§ **Tarefa**: Reproduza tudo o que vai de "De início, montou" até "centro de Sobral." no texto extraído, substituindo "Grécia" por "Itália".

§ **Texto extraído**:
________________________
Empresários-influencers, chineses remoldam Centro de Fortaleza e somam milhões de seguidores em redes sociais

Lin Yihui conhecia o Brasil apenas por televisão. As festas, a música e o churrasco o encantavam. Em 2010, com 22 anos, visitou o País pela primeira vez e percebeu que, além de “turistar”, empreender em terras brasileiras poderia ser vantajoso.
Ele largou a vida em Fujian, no sudeste da China, onde trabalhava como vendedor de siri, para montar a própria loja de produtos importados. Dentre as diversas cidades visitadas, a escolhida foi Sobral, no norte do Ceará.
“Vim ao Brasil passear, vi outros amigos chineses com lojas de importados, e achei interessante o ramo. Chegando em Sobral, eu vi que não tinha muitos concorrentes e resolvi abrir o negócio na cidade”, lembra.
De início, montou o negócio sozinho. Após três anos, foi acompanhado pela esposa, que passava uma temporada na Grécia. O casal teve a sua primeira filha em Sobral, hoje com três anos, e administra duas lojas de importados.
A segunda loja se tornou necessária seis anos após a abertura da primeira, considerando a alta demanda pelos produtos. As duas unidades da Alex Variedades, em menção ao nome brasileiro escolhido por Lin Yihui, estão no centro de Sobral.
________________________
§ **Trecho dos dados**:
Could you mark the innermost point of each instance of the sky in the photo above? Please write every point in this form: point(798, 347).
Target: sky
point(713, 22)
________________________
§ **Resposta**:
De início, montou o negócio sozinho. Após três anos, foi acompanhado pela esposa, que passava uma temporada na Itália. O casal teve a sua primeira filha em Sobral, hoje com três anos, e administra duas lojas de importados.
A segunda loja se tornou necessária seis anos após a abertura da primeira, considerando a alta demanda pelos produtos. As duas unidades da Alex Variedades, em menção ao nome brasileiro escolhido por Lin Yihui, estão no centro de Sobral.